- **What is needed**
For each line of the data below that includes the string "banner", count one, and answer with the sum only.
= = = = = = =
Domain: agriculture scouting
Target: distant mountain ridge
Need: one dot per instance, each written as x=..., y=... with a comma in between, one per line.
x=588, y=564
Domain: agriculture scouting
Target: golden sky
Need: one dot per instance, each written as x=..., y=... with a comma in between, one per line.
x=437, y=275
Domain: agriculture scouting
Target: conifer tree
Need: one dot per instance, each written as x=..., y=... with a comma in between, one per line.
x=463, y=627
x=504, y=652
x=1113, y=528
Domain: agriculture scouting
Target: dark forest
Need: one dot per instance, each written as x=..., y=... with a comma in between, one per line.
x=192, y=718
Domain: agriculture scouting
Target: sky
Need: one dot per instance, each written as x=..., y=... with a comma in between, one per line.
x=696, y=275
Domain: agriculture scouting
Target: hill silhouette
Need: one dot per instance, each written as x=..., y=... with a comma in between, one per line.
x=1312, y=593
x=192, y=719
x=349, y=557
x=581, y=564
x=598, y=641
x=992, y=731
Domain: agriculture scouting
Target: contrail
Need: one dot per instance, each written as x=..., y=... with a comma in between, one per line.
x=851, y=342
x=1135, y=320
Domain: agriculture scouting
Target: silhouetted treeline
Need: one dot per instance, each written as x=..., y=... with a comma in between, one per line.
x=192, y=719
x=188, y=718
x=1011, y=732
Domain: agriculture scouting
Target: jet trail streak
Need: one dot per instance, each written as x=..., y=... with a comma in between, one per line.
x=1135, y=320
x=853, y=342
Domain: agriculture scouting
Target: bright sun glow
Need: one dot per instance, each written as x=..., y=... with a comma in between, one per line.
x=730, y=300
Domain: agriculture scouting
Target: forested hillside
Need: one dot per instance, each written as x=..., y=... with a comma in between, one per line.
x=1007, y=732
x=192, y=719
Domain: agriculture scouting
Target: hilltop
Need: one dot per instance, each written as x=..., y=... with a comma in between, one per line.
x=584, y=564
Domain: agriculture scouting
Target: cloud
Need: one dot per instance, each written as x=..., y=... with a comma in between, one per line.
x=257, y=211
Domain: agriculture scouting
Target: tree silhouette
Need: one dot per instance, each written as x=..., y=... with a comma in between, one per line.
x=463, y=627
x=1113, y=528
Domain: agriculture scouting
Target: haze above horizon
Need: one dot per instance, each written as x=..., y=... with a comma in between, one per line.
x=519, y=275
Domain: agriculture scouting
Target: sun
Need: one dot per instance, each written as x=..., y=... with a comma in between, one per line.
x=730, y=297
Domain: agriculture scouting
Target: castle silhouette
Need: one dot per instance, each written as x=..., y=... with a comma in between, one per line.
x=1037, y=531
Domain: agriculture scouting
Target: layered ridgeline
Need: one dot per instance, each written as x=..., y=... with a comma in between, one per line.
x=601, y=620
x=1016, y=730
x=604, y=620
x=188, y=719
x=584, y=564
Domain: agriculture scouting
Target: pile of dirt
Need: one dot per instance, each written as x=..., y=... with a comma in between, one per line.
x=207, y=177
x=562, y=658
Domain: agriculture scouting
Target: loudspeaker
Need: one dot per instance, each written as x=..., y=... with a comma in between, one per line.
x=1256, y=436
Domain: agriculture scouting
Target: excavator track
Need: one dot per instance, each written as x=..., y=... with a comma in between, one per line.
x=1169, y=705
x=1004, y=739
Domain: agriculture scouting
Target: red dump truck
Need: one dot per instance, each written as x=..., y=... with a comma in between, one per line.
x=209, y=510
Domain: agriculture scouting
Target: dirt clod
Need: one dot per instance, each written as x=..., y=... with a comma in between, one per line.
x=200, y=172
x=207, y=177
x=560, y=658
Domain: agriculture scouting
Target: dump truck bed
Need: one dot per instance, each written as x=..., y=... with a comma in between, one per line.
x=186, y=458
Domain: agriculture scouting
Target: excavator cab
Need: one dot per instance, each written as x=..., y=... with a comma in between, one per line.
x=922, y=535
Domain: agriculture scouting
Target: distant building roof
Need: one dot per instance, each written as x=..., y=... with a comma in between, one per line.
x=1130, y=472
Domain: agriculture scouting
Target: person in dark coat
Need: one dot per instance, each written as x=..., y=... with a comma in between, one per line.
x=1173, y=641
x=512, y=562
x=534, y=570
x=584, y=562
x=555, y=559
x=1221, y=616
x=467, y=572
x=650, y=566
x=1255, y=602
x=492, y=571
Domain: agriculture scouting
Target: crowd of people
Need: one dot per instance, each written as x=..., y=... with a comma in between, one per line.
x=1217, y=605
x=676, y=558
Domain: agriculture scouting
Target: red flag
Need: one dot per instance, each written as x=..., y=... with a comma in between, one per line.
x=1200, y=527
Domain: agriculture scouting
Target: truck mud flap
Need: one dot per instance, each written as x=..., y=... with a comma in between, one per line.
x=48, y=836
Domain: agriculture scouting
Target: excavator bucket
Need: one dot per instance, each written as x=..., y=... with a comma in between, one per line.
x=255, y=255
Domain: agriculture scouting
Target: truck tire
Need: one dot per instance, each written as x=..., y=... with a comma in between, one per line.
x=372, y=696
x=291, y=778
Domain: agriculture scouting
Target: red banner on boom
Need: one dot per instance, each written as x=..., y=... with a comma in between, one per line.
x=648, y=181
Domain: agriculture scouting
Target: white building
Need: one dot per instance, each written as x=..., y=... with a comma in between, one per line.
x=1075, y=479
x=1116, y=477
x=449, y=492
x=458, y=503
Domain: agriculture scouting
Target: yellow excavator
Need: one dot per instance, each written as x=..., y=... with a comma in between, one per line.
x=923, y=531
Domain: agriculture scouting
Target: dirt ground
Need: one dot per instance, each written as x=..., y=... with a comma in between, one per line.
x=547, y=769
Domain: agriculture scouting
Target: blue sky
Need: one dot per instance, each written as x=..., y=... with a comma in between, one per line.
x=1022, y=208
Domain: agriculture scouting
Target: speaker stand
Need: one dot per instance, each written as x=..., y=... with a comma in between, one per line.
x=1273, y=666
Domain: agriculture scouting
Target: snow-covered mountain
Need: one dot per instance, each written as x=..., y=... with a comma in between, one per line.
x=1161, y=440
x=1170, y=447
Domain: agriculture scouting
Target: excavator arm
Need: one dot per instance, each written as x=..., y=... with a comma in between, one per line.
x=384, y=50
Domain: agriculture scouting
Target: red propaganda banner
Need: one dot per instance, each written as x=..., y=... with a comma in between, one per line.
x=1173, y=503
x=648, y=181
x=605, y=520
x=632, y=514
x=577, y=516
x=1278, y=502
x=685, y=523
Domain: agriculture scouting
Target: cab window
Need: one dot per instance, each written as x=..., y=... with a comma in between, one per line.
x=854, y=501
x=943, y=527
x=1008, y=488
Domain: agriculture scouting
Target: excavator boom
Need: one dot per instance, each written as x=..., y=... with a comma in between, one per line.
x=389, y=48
= = = = = = =
- **Response box**
2